Stored data entries
■ ■ ■ ■
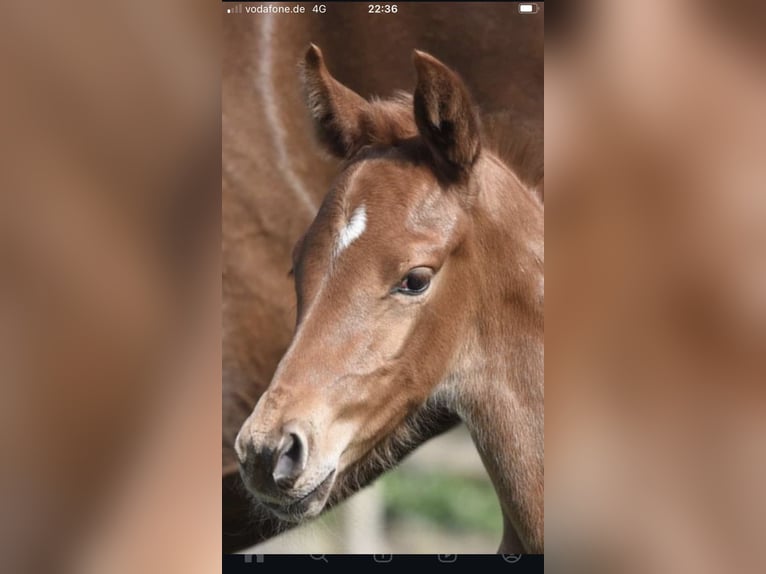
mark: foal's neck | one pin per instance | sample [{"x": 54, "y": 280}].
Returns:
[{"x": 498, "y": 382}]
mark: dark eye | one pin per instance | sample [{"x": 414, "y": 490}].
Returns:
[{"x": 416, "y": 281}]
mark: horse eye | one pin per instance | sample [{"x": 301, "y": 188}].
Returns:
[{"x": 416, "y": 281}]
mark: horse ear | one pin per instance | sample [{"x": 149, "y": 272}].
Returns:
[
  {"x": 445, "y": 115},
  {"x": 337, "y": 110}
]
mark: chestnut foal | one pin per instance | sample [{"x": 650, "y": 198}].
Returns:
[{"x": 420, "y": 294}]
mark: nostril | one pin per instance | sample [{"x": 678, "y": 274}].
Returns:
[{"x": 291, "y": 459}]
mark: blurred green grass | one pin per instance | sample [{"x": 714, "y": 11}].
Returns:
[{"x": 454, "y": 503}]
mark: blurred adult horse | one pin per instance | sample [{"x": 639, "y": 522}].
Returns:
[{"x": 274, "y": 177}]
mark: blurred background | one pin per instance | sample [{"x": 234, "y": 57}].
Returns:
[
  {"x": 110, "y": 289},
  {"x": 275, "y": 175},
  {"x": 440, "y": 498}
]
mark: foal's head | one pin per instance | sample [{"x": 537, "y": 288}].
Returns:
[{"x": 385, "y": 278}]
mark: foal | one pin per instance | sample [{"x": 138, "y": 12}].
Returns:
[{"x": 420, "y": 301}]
■ ■ ■ ■
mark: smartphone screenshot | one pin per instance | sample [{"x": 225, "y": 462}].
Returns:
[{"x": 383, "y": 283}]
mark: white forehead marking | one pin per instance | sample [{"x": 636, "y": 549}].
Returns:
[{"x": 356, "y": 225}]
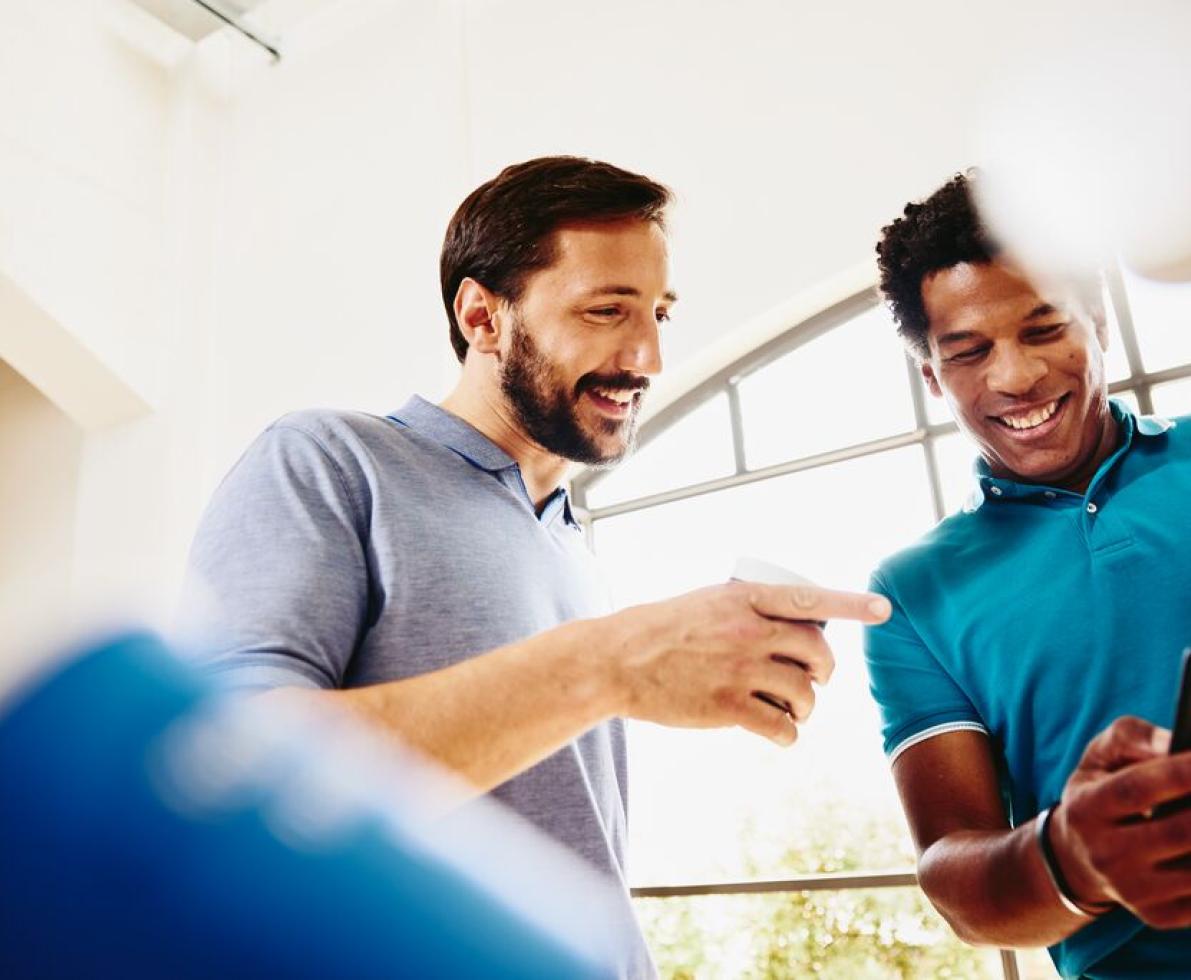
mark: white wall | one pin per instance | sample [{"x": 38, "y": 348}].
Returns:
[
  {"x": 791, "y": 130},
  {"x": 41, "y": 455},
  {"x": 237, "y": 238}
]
■ ■ ■ ■
• _YOUR TASK_:
Find the string "foal" in the entries above. Copy each line where it occurs.

• _RESPONSE TO THE TASK_:
mark: foal's neck | one pin per instance | sample [{"x": 54, "y": 280}].
mark: chestnut foal | one pin per instance | sample [{"x": 650, "y": 198}].
mark: foal's head | one pin per instance | sample [{"x": 537, "y": 288}].
mark: foal | one pin per instance | sample [{"x": 138, "y": 12}].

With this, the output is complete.